■ **Requirement**
Convert the material, starting with the line that contains "I'd like to know: does the white paper" and going on through the line that contains "185, 707, 195]]", into a JSON list of strings, one per line, with blank lines left out. Include both end lines and nothing outside that span.

■ **Exercise inputs**
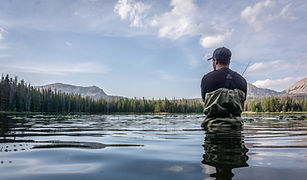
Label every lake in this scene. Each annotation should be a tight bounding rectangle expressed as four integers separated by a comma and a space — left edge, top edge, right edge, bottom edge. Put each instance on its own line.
0, 114, 307, 180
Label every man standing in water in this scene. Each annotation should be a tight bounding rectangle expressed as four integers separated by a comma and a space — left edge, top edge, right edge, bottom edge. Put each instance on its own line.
201, 47, 247, 128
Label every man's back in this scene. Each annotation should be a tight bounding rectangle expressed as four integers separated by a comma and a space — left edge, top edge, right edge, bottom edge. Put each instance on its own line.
201, 68, 247, 100
201, 68, 247, 123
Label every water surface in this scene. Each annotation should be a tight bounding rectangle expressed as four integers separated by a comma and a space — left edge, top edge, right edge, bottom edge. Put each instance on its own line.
0, 114, 307, 180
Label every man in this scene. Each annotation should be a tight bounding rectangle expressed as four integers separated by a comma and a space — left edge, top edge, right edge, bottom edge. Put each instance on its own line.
201, 47, 247, 128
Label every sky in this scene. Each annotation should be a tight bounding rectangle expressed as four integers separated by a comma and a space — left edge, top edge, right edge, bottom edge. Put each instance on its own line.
0, 0, 307, 98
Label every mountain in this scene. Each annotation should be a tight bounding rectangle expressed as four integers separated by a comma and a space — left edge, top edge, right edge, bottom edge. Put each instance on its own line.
37, 83, 123, 100
284, 77, 307, 95
247, 83, 283, 97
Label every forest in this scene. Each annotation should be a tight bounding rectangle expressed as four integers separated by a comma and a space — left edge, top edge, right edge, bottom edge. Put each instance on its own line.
0, 75, 203, 113
0, 75, 307, 113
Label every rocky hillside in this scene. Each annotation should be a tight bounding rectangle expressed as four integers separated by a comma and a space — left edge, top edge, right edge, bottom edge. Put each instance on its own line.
284, 77, 307, 95
247, 83, 283, 97
37, 83, 122, 100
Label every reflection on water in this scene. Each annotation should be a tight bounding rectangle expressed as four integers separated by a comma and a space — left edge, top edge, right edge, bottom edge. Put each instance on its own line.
202, 126, 248, 179
0, 114, 307, 180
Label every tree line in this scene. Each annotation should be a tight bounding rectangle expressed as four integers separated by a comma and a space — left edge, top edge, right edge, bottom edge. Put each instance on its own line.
0, 75, 307, 113
244, 97, 307, 112
0, 75, 203, 113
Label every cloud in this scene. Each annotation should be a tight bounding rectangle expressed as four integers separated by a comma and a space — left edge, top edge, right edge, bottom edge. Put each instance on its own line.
199, 31, 233, 48
241, 0, 295, 32
0, 27, 8, 49
253, 77, 304, 91
65, 41, 71, 46
0, 62, 110, 75
157, 70, 174, 81
114, 0, 151, 27
246, 60, 287, 73
150, 0, 198, 39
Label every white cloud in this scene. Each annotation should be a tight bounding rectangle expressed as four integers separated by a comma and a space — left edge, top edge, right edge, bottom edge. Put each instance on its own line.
253, 77, 304, 91
241, 0, 295, 32
0, 62, 110, 75
0, 27, 6, 40
150, 0, 198, 39
65, 41, 71, 46
199, 31, 233, 48
114, 0, 151, 27
157, 70, 174, 81
166, 165, 183, 173
0, 27, 8, 49
246, 60, 287, 73
114, 0, 233, 47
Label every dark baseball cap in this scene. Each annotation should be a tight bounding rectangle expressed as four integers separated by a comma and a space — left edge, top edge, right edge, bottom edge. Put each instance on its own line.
208, 47, 231, 61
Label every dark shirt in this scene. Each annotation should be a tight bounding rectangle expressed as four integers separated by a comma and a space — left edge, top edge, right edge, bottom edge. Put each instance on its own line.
201, 68, 247, 101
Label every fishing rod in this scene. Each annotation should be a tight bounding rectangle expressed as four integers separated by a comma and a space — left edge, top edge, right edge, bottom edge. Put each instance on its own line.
242, 61, 251, 76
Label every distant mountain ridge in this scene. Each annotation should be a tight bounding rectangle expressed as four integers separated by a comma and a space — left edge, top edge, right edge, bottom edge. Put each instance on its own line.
247, 83, 283, 97
247, 77, 307, 98
37, 83, 123, 100
37, 77, 307, 100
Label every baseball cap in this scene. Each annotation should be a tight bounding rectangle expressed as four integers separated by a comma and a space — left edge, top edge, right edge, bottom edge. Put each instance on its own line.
208, 47, 231, 61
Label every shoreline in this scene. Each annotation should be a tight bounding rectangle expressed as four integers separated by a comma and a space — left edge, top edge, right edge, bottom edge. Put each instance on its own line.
0, 111, 307, 115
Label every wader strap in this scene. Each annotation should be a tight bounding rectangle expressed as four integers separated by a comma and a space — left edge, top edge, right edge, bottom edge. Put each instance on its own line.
225, 72, 235, 89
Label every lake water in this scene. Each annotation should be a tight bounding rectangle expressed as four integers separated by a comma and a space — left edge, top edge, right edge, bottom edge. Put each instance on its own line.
0, 114, 307, 180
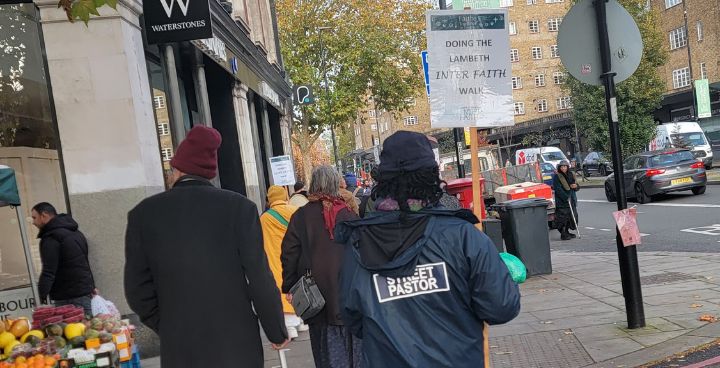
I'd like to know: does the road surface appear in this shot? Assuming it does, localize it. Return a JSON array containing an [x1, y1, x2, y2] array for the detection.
[[550, 185, 720, 252]]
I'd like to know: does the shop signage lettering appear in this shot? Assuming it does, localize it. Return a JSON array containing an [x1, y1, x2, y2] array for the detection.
[[143, 0, 212, 44], [373, 262, 450, 303], [0, 287, 35, 320]]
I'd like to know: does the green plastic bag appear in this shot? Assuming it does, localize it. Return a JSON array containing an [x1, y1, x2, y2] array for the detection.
[[500, 253, 527, 284]]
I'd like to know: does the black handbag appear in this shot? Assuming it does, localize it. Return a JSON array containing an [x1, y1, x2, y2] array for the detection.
[[290, 270, 325, 321]]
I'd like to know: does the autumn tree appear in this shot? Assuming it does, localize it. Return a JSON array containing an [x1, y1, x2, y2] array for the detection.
[[565, 0, 667, 157], [276, 0, 427, 180]]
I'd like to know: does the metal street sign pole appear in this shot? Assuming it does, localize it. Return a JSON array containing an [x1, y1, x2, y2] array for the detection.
[[439, 0, 465, 178], [594, 0, 645, 329]]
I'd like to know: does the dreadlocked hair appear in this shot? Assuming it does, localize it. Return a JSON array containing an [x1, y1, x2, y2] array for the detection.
[[371, 166, 446, 212]]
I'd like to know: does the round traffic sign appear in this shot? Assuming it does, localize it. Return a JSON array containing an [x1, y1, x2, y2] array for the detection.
[[558, 0, 643, 86]]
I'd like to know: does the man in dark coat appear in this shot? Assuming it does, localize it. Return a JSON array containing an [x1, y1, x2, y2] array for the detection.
[[125, 126, 288, 368], [335, 131, 520, 368], [31, 202, 95, 315]]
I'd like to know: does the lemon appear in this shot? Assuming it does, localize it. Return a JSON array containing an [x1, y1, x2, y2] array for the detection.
[[4, 340, 20, 355], [20, 330, 45, 344], [0, 331, 16, 348], [65, 323, 85, 340]]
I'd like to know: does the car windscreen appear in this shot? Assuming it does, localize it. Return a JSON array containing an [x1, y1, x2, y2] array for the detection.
[[670, 132, 707, 147], [650, 151, 695, 167], [543, 152, 565, 161]]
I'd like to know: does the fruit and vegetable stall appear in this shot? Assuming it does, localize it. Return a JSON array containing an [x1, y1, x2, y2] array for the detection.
[[0, 305, 140, 368]]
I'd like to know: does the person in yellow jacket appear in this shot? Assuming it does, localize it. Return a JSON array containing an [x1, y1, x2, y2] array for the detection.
[[260, 185, 303, 338]]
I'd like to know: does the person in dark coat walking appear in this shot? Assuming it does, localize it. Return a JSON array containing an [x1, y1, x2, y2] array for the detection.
[[553, 160, 580, 240], [31, 202, 95, 316], [335, 131, 520, 368], [281, 166, 360, 368], [125, 126, 288, 368]]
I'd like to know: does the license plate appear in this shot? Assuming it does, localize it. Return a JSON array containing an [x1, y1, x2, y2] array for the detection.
[[670, 178, 692, 185]]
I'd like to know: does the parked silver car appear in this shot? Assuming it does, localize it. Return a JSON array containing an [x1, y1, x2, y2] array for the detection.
[[605, 148, 707, 203]]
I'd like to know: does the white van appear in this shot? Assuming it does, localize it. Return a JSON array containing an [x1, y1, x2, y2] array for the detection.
[[515, 147, 570, 169], [648, 121, 713, 169]]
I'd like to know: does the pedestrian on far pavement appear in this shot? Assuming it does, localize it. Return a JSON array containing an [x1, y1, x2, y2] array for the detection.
[[335, 131, 520, 368], [553, 160, 580, 240], [289, 181, 308, 207], [125, 126, 288, 368], [31, 202, 95, 316], [282, 166, 360, 368], [339, 178, 360, 215], [260, 185, 305, 339]]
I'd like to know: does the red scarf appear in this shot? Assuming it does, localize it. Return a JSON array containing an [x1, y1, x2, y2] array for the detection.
[[309, 195, 350, 240]]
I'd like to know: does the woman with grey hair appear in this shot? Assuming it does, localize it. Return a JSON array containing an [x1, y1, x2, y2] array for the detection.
[[281, 166, 361, 368]]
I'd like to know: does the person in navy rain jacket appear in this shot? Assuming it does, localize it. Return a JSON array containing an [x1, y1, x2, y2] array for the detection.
[[335, 131, 520, 368]]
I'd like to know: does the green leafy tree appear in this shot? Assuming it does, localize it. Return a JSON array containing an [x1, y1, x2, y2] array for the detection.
[[58, 0, 117, 25], [276, 0, 427, 181], [565, 0, 667, 157]]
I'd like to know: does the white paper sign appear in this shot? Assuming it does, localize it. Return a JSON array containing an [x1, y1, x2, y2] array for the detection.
[[270, 156, 295, 185], [0, 286, 35, 320], [426, 9, 515, 128]]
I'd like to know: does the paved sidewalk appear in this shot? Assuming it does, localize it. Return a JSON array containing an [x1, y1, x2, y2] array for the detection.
[[143, 252, 720, 368]]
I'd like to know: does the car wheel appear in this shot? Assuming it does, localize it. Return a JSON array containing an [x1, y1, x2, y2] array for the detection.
[[605, 183, 616, 202], [635, 183, 652, 204], [692, 185, 707, 195]]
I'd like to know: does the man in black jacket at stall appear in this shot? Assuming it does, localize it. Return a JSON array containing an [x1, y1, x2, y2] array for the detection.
[[31, 202, 95, 315], [125, 126, 288, 368]]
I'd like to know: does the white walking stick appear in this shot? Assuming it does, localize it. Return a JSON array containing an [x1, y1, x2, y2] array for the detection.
[[570, 200, 582, 239]]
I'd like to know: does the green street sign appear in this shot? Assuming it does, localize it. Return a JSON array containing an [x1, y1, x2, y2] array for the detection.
[[453, 0, 500, 10], [695, 79, 712, 119]]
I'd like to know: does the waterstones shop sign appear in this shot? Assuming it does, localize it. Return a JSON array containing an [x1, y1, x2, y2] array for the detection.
[[143, 0, 212, 45]]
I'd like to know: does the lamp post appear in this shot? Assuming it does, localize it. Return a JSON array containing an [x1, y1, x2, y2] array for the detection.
[[317, 27, 342, 171]]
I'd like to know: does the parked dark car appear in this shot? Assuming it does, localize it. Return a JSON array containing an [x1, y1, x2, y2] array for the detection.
[[582, 152, 613, 176], [540, 162, 555, 188], [605, 148, 707, 203]]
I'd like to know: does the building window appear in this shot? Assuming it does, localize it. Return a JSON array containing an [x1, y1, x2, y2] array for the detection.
[[665, 0, 682, 9], [508, 22, 517, 35], [548, 18, 562, 32], [550, 45, 560, 58], [538, 98, 547, 112], [696, 20, 705, 42], [403, 116, 417, 126], [673, 68, 690, 89], [162, 148, 173, 161], [512, 77, 522, 89], [153, 96, 167, 109], [528, 20, 540, 33], [158, 123, 170, 135], [670, 26, 687, 50], [532, 47, 542, 60], [557, 97, 572, 110]]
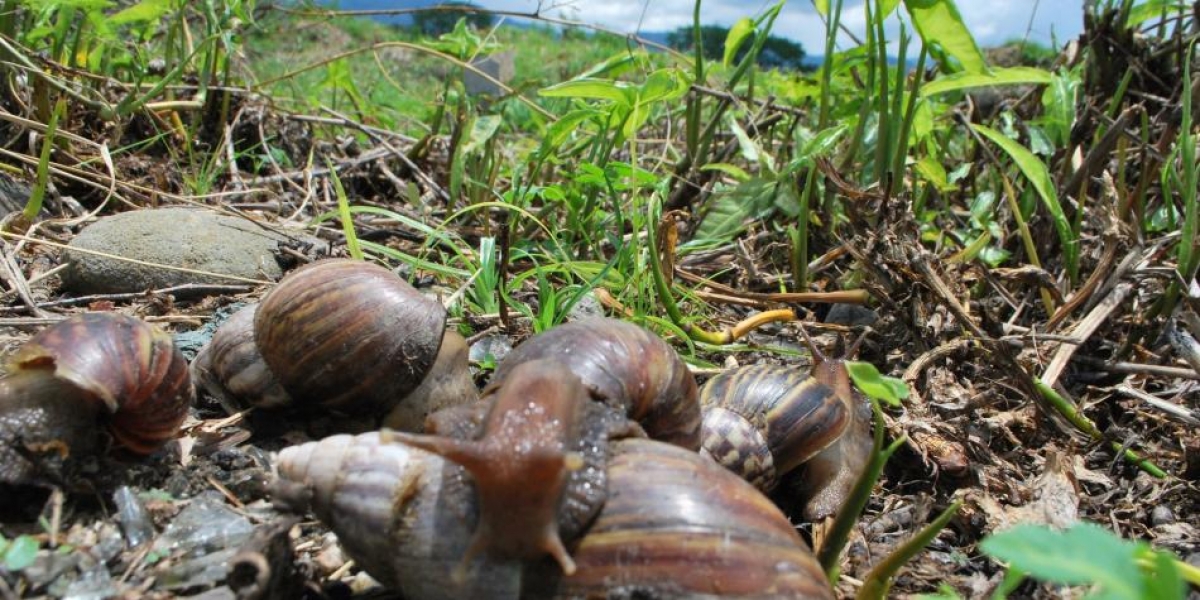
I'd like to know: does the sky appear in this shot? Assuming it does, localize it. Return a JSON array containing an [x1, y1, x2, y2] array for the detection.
[[478, 0, 1084, 54]]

■ **The output**
[
  "I'd like to know: does the white paper sign appear in this shot? Assuming it does, localize it. Return a JSON array containing an [x1, y1, x2, y2] array for the detection.",
  "[[270, 156, 295, 185], [0, 286, 35, 320], [426, 9, 515, 128]]",
  "I'd like to know: does the paved sidewalk appear in this shot? Assuming it does, localize it. Return a JSON array containing an [x1, y1, x2, y2] array for the detection.",
  "[[143, 252, 720, 368]]",
  "I'd like to know: does the car wheel appear in this shot? Assuming it does, localize it. Return a JSON array containing an [x1, y1, x2, y2] array for the detection.",
  "[[605, 183, 616, 202], [635, 183, 652, 204], [692, 185, 707, 195]]"
]